▸ Problems to work on:
1/ Retype the passage of the Covid-19 reporting article below, starting with "Reporting and Covid-19: Tips" and going on through "care of themselves?".
2/ Write the next part of the article on journalists covering Covid-19, picking up after its final sentence.

Reporting and Covid-19: Tips for Journalists
Self-Care and Peer Support for Journalists During a Global Pandemic
Cait McMahon is a registered psychologist with a PhD who has received a Medal of the Order of Australia (OAM), one of Australia’s highest civil accolades, for her work with journalists and trauma.
For many journalists, Covid-19 may be the biggest and perhaps most challenging news story they’ll ever cover. And reporting on the pandemic is risky and personal. How can reporters meet demanding and continuous deadlines while being vigilant about taking care of themselves?
Distinct challenges of Covid-19 coverage
The extreme stress felt by many journalists during this unprecedented public health crisis is unique. As McMahon says, we are all experiencing it, globally, together. And this raises different issues because the coverage is on-going, and the circumstances in constant limbo. Stress from lack of sleep, or from producing multiple stories about traumatized people can lead to burnout. McMahon says reporters need to be watchful not to project their own stress into the story.
Covid-19 is an existential dilemma
Governments operating with vastly different strategies about how to buy time for medical communities or create policies for the well-being of citizens can cause endless amounts of rage, anger, fear and anxiety. Covering this can lead to the same feelings for reporters.

▸ Records provided:

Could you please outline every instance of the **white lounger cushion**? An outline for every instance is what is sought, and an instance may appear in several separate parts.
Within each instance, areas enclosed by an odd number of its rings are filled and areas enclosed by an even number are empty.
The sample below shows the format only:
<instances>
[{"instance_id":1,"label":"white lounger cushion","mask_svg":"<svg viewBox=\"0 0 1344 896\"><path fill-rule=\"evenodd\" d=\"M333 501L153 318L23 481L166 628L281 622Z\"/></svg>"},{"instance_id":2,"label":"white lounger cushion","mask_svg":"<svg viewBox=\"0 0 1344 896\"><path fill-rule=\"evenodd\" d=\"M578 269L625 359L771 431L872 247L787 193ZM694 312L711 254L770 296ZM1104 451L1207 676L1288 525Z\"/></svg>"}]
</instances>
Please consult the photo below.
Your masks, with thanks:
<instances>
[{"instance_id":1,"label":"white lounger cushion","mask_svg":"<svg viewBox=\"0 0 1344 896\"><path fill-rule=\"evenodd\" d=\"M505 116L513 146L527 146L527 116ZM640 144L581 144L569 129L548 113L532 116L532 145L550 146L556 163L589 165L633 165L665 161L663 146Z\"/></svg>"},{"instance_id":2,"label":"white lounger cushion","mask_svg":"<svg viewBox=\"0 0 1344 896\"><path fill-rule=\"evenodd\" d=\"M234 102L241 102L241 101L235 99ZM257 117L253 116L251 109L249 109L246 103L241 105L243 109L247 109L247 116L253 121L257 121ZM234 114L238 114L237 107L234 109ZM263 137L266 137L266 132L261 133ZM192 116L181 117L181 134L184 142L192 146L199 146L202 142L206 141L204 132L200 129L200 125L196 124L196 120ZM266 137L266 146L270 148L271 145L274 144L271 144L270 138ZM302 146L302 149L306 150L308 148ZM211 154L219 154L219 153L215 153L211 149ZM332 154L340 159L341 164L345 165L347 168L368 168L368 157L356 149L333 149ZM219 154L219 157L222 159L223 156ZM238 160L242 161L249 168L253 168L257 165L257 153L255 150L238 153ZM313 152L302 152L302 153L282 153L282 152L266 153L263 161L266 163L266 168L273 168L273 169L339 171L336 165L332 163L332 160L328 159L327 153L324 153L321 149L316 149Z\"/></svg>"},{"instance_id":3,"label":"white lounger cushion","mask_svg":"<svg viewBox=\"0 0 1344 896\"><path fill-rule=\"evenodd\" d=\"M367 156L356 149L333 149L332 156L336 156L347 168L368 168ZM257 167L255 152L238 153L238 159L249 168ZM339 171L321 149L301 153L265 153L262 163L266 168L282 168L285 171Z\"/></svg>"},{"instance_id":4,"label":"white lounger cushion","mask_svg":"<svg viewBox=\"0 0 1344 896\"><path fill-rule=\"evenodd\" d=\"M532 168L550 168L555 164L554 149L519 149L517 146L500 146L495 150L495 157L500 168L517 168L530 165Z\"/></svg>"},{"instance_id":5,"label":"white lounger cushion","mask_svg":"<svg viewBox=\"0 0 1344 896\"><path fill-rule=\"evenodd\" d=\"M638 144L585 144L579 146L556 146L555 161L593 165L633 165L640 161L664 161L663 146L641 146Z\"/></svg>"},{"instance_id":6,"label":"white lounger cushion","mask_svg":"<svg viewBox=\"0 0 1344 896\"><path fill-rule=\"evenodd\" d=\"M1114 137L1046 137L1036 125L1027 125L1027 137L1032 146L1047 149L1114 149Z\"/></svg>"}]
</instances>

▸ Outputs for the tasks:
1/
Reporting and Covid-19: Tips for Journalists
Self-Care and Peer Support for Journalists During a Global Pandemic
Cait McMahon is a registered psychologist with a PhD who has received a Medal of the Order of Australia (OAM), one of Australia’s highest civil accolades, for her work with journalists and trauma.
For many journalists, Covid-19 may be the biggest and perhaps most challenging news story they’ll ever cover. And reporting on the pandemic is risky and personal. How can reporters meet demanding and continuous deadlines while being vigilant about taking care of themselves?

2/
Maintaining disciplined self-care regimes, with support from news managers, gives reporters a better chance of staying mentally and physically healthy. But the reality is that in many newsrooms facing budget cuts and staffing reductions, this kind of support can be inconsistent.
Reporters who have experience covering trauma do have an advantage: Many have built up resiliency. But this in no way negates the urgency and importance of daily self-care to maintain that resiliency.
Strong sense of purpose and mission
Those who believe and understand the vital role journalists play in the unfolding crisis will likely handle the stress better. McMahon says writing a personal mission statement can be grounding and a reminder for journalists that they operate with the intent to provide clear, accurate and ethical stories.
Review, Reflect, Distance
Journalists are trained observers with fine tuned ability to look at a situation from a distance. While crafting stories reporters, should constantly lean into those assets. Take breaks during the story, even short breaks, and come back with fresh eyes.
Set boundaries and disconnect from your devices
This guidance is no longer only the stuff of self-help blogs. This is survival. McMahon suggests setting a plan and sticking to it. Get exercise, even briefly. Do yoga for ten minutes during the day.
Step back and really look at your daily routines. Is there a place you can go, even another room in your house, for physical and psychological space from the story? If so, find the time and go to that place.
Self-Care check list
How am I feeling today? Am I physically sick or under the weather?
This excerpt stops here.